### AIM:
Scale the material from the line with "the store aisle" through the end of the material, both ends included, and write out every line again, requests too. Multiply each x and y point coordinate in the answers by 1.25 and round to whole numbers, halves up.

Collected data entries
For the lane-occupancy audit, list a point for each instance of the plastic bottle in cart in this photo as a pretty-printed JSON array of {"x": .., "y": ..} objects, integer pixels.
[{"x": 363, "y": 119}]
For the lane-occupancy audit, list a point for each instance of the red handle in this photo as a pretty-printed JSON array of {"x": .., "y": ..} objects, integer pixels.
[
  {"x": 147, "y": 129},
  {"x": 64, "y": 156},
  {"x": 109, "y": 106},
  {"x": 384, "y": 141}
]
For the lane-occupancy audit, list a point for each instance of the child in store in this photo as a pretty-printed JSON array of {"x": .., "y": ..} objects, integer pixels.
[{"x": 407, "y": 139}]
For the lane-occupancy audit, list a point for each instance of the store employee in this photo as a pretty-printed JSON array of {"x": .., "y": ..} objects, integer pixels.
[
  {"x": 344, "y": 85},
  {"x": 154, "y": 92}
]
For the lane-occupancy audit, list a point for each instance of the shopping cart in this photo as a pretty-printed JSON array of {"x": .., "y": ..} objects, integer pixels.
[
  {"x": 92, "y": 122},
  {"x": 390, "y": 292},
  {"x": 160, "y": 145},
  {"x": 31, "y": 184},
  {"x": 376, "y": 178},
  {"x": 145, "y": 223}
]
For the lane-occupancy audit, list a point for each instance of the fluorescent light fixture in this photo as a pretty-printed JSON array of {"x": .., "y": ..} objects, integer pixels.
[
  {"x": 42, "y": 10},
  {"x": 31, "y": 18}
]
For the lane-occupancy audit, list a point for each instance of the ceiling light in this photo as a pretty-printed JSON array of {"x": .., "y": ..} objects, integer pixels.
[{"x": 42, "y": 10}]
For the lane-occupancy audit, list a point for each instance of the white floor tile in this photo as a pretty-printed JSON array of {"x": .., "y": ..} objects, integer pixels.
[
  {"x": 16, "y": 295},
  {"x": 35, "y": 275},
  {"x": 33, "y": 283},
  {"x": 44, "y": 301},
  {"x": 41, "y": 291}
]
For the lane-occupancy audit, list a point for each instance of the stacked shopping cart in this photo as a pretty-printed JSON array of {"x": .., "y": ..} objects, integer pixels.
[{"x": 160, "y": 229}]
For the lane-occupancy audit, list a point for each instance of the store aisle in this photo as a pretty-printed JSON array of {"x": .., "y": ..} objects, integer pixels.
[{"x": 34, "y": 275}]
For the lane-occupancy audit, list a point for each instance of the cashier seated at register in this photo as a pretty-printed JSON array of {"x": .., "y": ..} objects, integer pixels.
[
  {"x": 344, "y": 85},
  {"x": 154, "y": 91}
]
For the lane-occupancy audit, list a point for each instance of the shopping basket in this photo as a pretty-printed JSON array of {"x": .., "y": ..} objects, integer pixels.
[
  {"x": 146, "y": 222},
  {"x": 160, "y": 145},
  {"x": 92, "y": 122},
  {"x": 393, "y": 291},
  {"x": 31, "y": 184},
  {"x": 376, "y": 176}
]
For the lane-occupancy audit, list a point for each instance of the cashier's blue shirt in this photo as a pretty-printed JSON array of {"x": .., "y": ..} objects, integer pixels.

### COMPLETE ANSWER:
For the lane-occupancy audit, list a point for each instance of the store aisle in this photo as a pretty-printed JSON array of {"x": .., "y": ..} objects, integer pixels.
[{"x": 43, "y": 344}]
For the lane-occupancy audit, list a point for each instance of the cashier seated at register in this photo as a pretty-printed JSON array of {"x": .., "y": ..} objects, integer pixels.
[
  {"x": 430, "y": 106},
  {"x": 193, "y": 114}
]
For the lane-occupancy audit, list a point for each instance of the shopping basket in this photo as a pretty-printed JSON array of {"x": .., "y": ..} objects, integer pixels.
[
  {"x": 183, "y": 278},
  {"x": 200, "y": 181},
  {"x": 115, "y": 153},
  {"x": 491, "y": 364},
  {"x": 39, "y": 230},
  {"x": 470, "y": 220}
]
For the lane-occupancy audit, list a point for each instance of the cashier's blue shirt in this photo as a pretty-printed JSON array of {"x": .., "y": ..} objects, integer pixels.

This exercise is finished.